→ **EXERCISE OBJECTIVE**
Put every line below into a JSON list of strings, one string per line, skipping blank lines. Leave the pictures out of the answer.

Labels for object points
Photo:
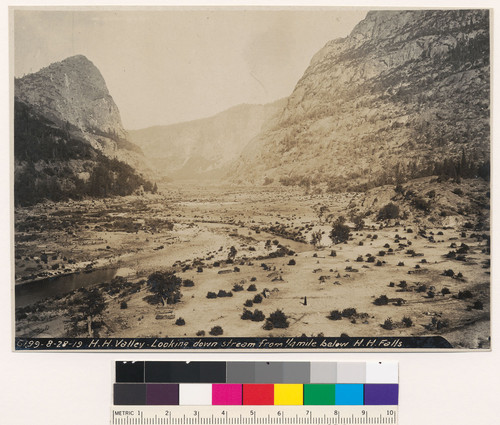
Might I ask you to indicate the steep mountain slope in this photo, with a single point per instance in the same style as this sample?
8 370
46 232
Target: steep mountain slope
68 138
406 94
203 147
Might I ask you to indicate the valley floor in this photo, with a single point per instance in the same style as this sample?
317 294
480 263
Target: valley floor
190 230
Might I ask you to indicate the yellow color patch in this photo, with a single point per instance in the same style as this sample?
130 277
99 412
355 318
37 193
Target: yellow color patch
288 394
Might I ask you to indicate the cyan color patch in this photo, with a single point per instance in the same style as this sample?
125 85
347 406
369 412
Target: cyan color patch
349 394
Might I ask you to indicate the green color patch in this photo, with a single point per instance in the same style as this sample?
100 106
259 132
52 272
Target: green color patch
319 394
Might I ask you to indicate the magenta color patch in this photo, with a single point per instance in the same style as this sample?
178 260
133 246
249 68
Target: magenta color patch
227 394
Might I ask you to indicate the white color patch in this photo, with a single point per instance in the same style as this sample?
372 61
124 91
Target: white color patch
195 394
382 373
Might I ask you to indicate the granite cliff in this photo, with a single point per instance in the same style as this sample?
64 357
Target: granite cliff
406 94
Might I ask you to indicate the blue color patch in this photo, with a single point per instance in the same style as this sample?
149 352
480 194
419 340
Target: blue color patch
349 394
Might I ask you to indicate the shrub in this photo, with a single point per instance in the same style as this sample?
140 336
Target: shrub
258 316
382 300
340 232
422 288
246 315
165 287
237 287
388 324
335 315
348 312
257 299
389 211
478 305
277 319
463 295
407 322
216 331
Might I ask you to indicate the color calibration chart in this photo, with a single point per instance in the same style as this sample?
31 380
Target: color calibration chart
234 393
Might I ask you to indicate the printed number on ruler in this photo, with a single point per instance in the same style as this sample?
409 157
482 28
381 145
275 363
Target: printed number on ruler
250 415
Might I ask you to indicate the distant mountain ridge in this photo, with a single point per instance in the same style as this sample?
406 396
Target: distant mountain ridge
69 141
203 148
405 92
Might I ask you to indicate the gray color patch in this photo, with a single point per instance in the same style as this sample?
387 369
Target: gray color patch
324 373
240 372
269 372
296 372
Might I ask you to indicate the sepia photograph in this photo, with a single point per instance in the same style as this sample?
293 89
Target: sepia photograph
250 178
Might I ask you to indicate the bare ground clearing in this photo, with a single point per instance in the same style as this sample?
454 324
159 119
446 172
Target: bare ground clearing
191 231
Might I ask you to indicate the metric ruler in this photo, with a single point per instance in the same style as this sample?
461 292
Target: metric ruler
253 415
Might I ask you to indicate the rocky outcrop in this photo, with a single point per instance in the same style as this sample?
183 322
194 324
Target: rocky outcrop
403 91
73 92
202 148
69 141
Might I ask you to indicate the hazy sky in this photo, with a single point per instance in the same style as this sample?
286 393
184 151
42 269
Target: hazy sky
166 66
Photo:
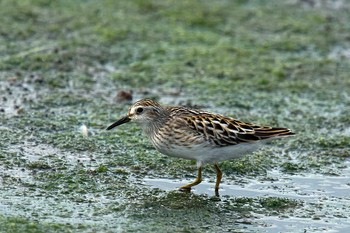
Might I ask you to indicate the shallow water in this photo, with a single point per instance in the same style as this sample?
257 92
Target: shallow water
329 193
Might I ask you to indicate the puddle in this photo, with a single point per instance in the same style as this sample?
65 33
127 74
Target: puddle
326 199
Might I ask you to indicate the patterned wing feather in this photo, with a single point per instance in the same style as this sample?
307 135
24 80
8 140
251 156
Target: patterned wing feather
225 131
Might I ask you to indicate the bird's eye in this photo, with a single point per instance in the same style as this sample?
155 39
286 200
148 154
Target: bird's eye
139 110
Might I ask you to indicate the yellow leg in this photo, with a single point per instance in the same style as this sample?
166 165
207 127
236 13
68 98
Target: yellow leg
195 182
218 178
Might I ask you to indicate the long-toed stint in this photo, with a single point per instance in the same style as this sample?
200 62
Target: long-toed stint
198 135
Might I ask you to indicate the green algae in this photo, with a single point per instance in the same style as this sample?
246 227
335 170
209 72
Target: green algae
63 62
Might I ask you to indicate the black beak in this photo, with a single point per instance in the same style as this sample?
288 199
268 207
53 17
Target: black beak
119 122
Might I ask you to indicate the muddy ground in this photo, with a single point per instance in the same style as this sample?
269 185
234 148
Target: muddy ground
66 66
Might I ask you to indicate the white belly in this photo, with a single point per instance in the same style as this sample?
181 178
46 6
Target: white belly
206 153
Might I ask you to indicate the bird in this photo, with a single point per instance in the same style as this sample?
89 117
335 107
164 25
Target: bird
194 134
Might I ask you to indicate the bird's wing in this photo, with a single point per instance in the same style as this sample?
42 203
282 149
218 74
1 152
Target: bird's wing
223 131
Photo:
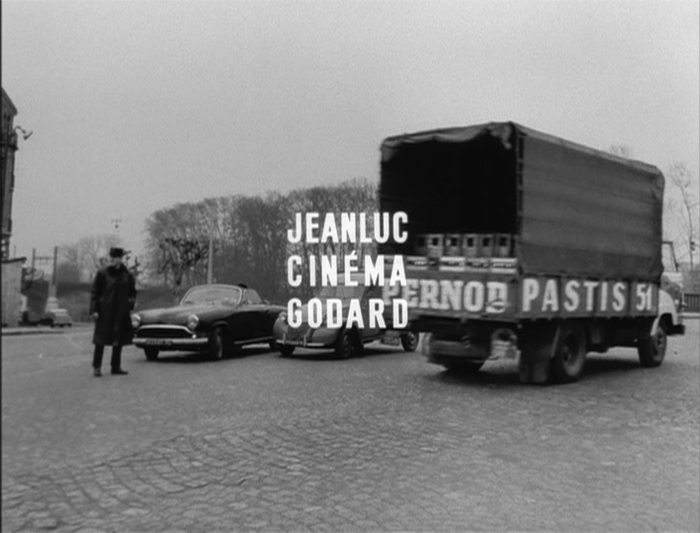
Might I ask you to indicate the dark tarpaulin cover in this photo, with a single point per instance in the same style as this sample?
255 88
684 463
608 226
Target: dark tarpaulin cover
584 212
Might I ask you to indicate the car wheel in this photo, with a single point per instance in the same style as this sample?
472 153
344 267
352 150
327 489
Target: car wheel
216 344
652 347
285 350
569 353
410 341
344 345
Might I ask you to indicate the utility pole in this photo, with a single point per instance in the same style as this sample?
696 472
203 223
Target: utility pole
210 254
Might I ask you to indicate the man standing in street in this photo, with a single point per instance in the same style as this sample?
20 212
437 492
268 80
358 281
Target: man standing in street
112 299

→ **REPLY TO THE EXERCISE**
[
  "Photo:",
  "Might I ask you to indicate the steep mountain slope in this photo, with a single point per instance in the same style as this sample?",
  "8 370",
  "46 232",
  "Target: steep mountain slope",
  "68 138",
  "406 94",
  "203 147",
  "Might I ask you to indicate the valley floor in this photo, with a single point per instance in the same style as this sample?",
  "317 294",
  "480 263",
  "Target: valley floor",
  "190 230",
  "Might I ask you to indicate the yellow color patch in this photo, with a single point per instance in the same style as this sample?",
  "130 277",
  "99 412",
  "355 318",
  "37 193",
  "Target: yellow color patch",
  "288 394",
  "Might I ask you to indicate the cyan color patch in this photo, with a single point per instance in the same style as this sample?",
  "125 85",
  "347 406",
  "369 412",
  "Target: cyan color patch",
  "349 394",
  "Might I ask you to indicate the green color patch in this photo, with a single point per instance in the same style as this sample?",
  "100 106",
  "259 132",
  "52 272",
  "Target: green color patch",
  "319 394",
  "Might I ask you to indicate the magenta color patch in this photo, with a single point per instance in the same style as this sample?",
  "178 260",
  "133 246",
  "249 68",
  "Target: magenta color patch",
  "227 394",
  "Might I ask you to indicate the white color patch in this photo, with a single point per instance in the same style as this sample?",
  "372 61",
  "124 91",
  "Target: white color patch",
  "195 394",
  "382 373",
  "Might I ask you to indicate the granite cliff in this photo, with a single point per instance in the same style as this sample?",
  "64 357",
  "Target: granite cliff",
  "406 94",
  "Might I ask you to indicate the blue color patch in this photo, with a single point per instance in the same style as this sample?",
  "149 352",
  "480 194",
  "419 340",
  "Target: blue color patch",
  "349 394",
  "Might I ask you to indicate the shrub in this photo, with a single point per instance in the same style as this sample?",
  "140 336",
  "Target: shrub",
  "258 316",
  "382 300",
  "340 232",
  "422 288",
  "246 315",
  "165 287",
  "237 287",
  "388 324",
  "335 315",
  "348 312",
  "257 299",
  "389 211",
  "478 305",
  "277 319",
  "463 295",
  "407 322",
  "216 331",
  "Might I ask you to indicate the color calibration chart in this photo, with a single point per instance in the same style as this sample?",
  "31 380",
  "Target: color calibration chart",
  "234 393",
  "Might I ask you to indicate the printed number on ruler in this photo, with a single point per instance in the same style as this sample?",
  "409 157",
  "482 28",
  "381 145",
  "275 363",
  "Target: printed number on ruler",
  "250 415",
  "Might I ask you to indicate the distant mountain ridge in this photo, with a single point per instance in the same style as this sample?",
  "406 396",
  "Target: distant mountain ridge",
  "69 141",
  "203 148",
  "405 92",
  "Might I ask you to indicate the gray color patch in this photo, with a single point per instance in the same style as this sample?",
  "387 369",
  "Target: gray color patch",
  "324 373",
  "240 372",
  "269 372",
  "296 372",
  "Might I ask you to indicate the sepia photograph in this photo, with a single point per instance in the same style as this sample?",
  "293 89",
  "Target: sepia photograph",
  "250 178",
  "Might I ask you to indicate the bare ground clearing in this photo, with a single point per instance in the same style as this sample?",
  "454 324",
  "159 119",
  "446 172",
  "Target: bare ground clearing",
  "191 231",
  "Might I ask you to indicate the metric ruler in this photo, with a single point per instance in the same style as this sample?",
  "461 292",
  "Target: metric ruler",
  "253 415",
  "Might I ask you to indicate the rocky outcrop in this photo, with a single point per instance in the same style as this sample?",
  "183 322",
  "194 324",
  "Target: rocky outcrop",
  "403 91",
  "73 92",
  "202 148",
  "69 141",
  "Might I ask you to indicate the hazy sky in this photo, with a single point per instance in the same style as this sample?",
  "286 393",
  "184 151",
  "42 269",
  "Target: hazy sky",
  "166 66",
  "Photo:",
  "Might I ask you to indicate the shallow water in this photo, with a single point per instance in the same style as this sample?",
  "257 92",
  "Target: shallow water",
  "329 193",
  "Might I ask you to indicate the puddle in this photo, with a single point per instance in the same style as this sample?",
  "65 33",
  "127 74",
  "Target: puddle",
  "326 199",
  "Might I ask you to indicate the patterned wing feather in this photo, with a single point per instance in the same style as this sample?",
  "307 135",
  "24 80",
  "8 140",
  "251 156",
  "Target: patterned wing feather",
  "225 131",
  "Might I ask you to indicate the bird's eye in this photo, with a single point per instance in the same style as this sample?",
  "155 39",
  "286 200",
  "148 154",
  "Target: bird's eye",
  "139 110",
  "Might I ask you to indicate the yellow leg in this photo, with a single point per instance in the same style as this sample?",
  "166 165",
  "207 127",
  "236 13",
  "68 98",
  "Target: yellow leg",
  "195 182",
  "218 178",
  "Might I ask you to indicate the long-toed stint in this photo, with a single point per instance in the same style as this sample?",
  "200 62",
  "Target: long-toed stint",
  "198 135",
  "Might I ask you to indicate the green algae in this photo, with a single point per instance in the same style as this sample?",
  "246 227",
  "335 170",
  "209 72",
  "Target: green algae",
  "63 62",
  "Might I ask you to indicate the black beak in this photo, with a single point per instance in the same style as this sample?",
  "288 199",
  "268 207",
  "53 17",
  "Target: black beak",
  "119 122",
  "Might I ask you to indicate the muddy ground in this photo, with a single point per instance in the same style as this sample?",
  "269 185",
  "234 148",
  "Target: muddy ground",
  "66 66",
  "Might I ask you to indicate the white belly in this photo, with a single point per instance in the same style as this sample?",
  "181 178",
  "46 6",
  "Target: white belly",
  "206 153",
  "Might I ask you to indicate the bird in this photo, with a single point per instance in the same style as this sample?",
  "89 117",
  "335 107",
  "164 25",
  "Target: bird",
  "194 134",
  "Might I ask you to indicate the bird's wing in this photo, with a single point per instance in the same style as this sample?",
  "42 203",
  "282 149",
  "218 74",
  "1 152",
  "Target: bird's wing",
  "223 131",
  "Photo:",
  "Might I ask you to indicate the dark tarpaulin cover in this photo, with a single point per instance in the same style as this sample?",
  "255 88",
  "684 463",
  "608 226",
  "Target: dark tarpaulin cover",
  "584 212",
  "Might I ask you to indicate the car wheel in this photo, with a single point per instance in the same style as this sample?",
  "472 153",
  "344 267",
  "352 150",
  "327 489",
  "Target: car wheel",
  "216 344",
  "652 347",
  "285 350",
  "569 353",
  "410 341",
  "344 345",
  "Might I ask you to indicate the utility pole in this photo, with a single point per instance in the same style as this sample?",
  "696 472",
  "203 223",
  "Target: utility pole",
  "210 254",
  "Might I ask you to indicate the man standing in street in this photo, with a single point per instance in the same style as this sample?",
  "20 212",
  "437 492",
  "268 80",
  "358 281",
  "Target: man standing in street",
  "112 299"
]